### WORK ITEM
Wherever pictures occur in the entries below, leave them out and retype the rest exactly.
BEGIN
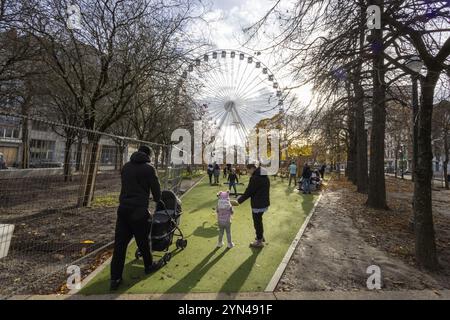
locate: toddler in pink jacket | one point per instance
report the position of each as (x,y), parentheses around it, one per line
(224,212)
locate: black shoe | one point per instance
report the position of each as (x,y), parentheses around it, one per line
(114,284)
(155,267)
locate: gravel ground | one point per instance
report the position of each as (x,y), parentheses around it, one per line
(344,237)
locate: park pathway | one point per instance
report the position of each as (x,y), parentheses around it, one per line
(203,268)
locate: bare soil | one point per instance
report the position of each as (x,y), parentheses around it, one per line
(51,233)
(345,237)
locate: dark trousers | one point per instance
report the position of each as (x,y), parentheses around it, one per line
(257,223)
(130,222)
(292,177)
(232,185)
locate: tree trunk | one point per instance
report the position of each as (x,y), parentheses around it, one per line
(396,160)
(425,245)
(90,173)
(446,147)
(351,151)
(25,160)
(377,188)
(361,140)
(67,158)
(79,154)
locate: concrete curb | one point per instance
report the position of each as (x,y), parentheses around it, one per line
(287,257)
(100,268)
(293,295)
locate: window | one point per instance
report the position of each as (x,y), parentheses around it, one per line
(40,126)
(42,150)
(108,156)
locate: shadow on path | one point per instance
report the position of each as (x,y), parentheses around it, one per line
(237,279)
(189,281)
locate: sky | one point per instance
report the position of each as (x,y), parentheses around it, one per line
(225,22)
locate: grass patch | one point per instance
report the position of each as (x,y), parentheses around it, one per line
(106,201)
(203,268)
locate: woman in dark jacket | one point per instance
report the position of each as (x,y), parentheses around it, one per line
(258,190)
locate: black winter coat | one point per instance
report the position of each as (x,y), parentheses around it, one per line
(307,173)
(258,190)
(139,178)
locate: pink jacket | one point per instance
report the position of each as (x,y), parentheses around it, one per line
(224,209)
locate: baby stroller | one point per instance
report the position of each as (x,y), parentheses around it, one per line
(164,225)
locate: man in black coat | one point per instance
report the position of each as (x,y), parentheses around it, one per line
(139,178)
(306,179)
(258,190)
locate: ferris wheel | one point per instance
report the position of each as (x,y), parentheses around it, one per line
(234,91)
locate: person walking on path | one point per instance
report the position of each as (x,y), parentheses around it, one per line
(210,172)
(306,179)
(138,178)
(258,190)
(224,212)
(292,173)
(322,170)
(216,173)
(233,181)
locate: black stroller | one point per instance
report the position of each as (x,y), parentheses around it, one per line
(164,225)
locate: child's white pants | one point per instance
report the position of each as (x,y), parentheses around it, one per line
(225,227)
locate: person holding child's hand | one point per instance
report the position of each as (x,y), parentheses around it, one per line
(224,212)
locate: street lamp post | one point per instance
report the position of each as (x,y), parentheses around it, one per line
(415,64)
(402,160)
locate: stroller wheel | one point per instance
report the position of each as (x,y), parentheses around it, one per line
(137,254)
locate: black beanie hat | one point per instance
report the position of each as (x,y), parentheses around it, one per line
(145,150)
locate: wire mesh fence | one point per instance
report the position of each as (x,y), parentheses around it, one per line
(59,190)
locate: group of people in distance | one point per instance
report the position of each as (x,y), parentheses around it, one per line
(230,173)
(139,179)
(309,180)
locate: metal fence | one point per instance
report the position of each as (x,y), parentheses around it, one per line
(59,188)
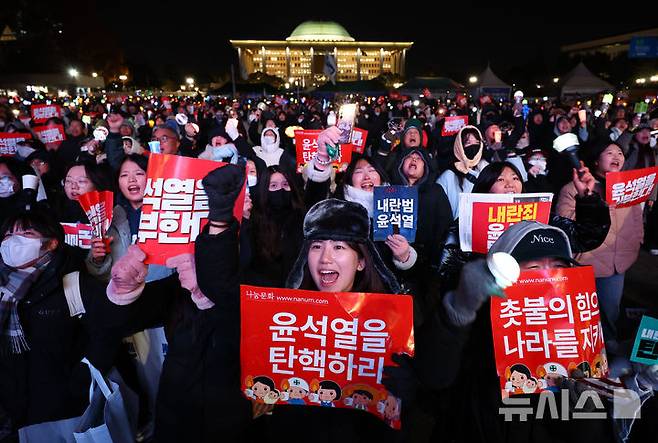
END
### WRITTEN SOLUTION
locate: toddler in pink jacket | one point per instance
report the position of each as (x,y), parentheses around it, one per line
(224,212)
locate: black shoe | one point per instance
report the position of each as (x,y), parentheses around it, one per line
(114,284)
(155,267)
locate: gravel ground | one point per instance
report the position of each as (x,y), parentheses around it, one per line
(344,237)
locate: park pathway | one point per instance
report the position of each as (x,y), parentheses around it, one per line
(203,268)
locate: bare soil | one point per instance
report the position of each as (x,y), parentheses around it, one per line
(51,233)
(345,237)
locate: dark trousers | one point per instance
report the position of each as (x,y), parentheses around it, one per line
(257,223)
(130,222)
(292,177)
(232,185)
locate: tree trunk | one point per instance
report the position of each as (x,y), parentheses around it, one per line
(396,160)
(425,245)
(90,173)
(446,147)
(351,151)
(25,160)
(377,188)
(361,140)
(67,158)
(79,154)
locate: concrete curb | one point per instance
report the position of each as (x,y), parentheses around it, one per line
(287,257)
(100,268)
(293,295)
locate: window | one point per instance
report the position of each as (x,y), parentheses around it, one per line
(40,126)
(42,150)
(108,156)
locate: shadow on path | one point per instance
report the position of each as (x,y), parentheses around it, one per line
(237,279)
(189,281)
locate: sky | one point per instance
report the position of each as (x,y), parentheses around it, one per line
(225,22)
locate: grass patch | one point per instance
report the position of each as (x,y), parentheses around it, one per line
(106,201)
(203,268)
locate: woman in dark jacket | one point per instance
report the position of each as (x,y), parentheses around it, one per line
(258,190)
locate: black winter coat | one point per instance
report the position of each as (x,y), parentheses around it, one per line
(307,173)
(258,190)
(139,178)
locate: pink jacket | one point per instance
report the position of each as (x,y), parentheses around it, one per line
(224,209)
locate: baby stroller | one point per instance
report the position of each as (x,y), parentheses around it, one per line
(164,225)
locate: man in black coat | one point per instance
report the position of each as (x,y), parentheses around it, one per line
(139,178)
(306,179)
(258,190)
locate: ferris wheel | one point per instance
report the position of each as (x,y), parentheses around it, one per line
(234,91)
locate: person walking on path | one point per instance
report the position of each as (x,y), parentheses around it, one per line
(210,172)
(306,179)
(138,178)
(258,190)
(224,212)
(292,173)
(322,170)
(216,173)
(233,181)
locate: black stroller | one point per instance
report the position of each as (x,y), parentheses around it, one per line
(164,225)
locate: child's white pants | one point per instance
report the position of each as (x,y), parentheses around it, one per line
(225,227)
locate: person holding child's hand | one point per instance
report the position of each as (x,y), parentheses around it, one per line
(224,212)
locate: street lamp post | one point per instance
report the position of each as (x,y), parentheses around it, one per line
(415,64)
(402,160)
locate: stroller wheel | one point per instance
report the position of each as (x,y), parentheses around it, one per line
(137,254)
locate: black beanie hat | one point per instance
report the position of each as (x,y), parentheses around it, one per line
(145,150)
locate: wire mesh fence | one point per instance
report the position of each as (x,y), parentheses around it, one per line
(59,190)
locate: group of people in distance | one point per instance
report the position of each as (x,y), parentheses around it, one per line
(230,173)
(139,179)
(309,180)
locate: metal fence | one point per instance
report the position of each as (x,y), parentheses around it, one per line
(59,188)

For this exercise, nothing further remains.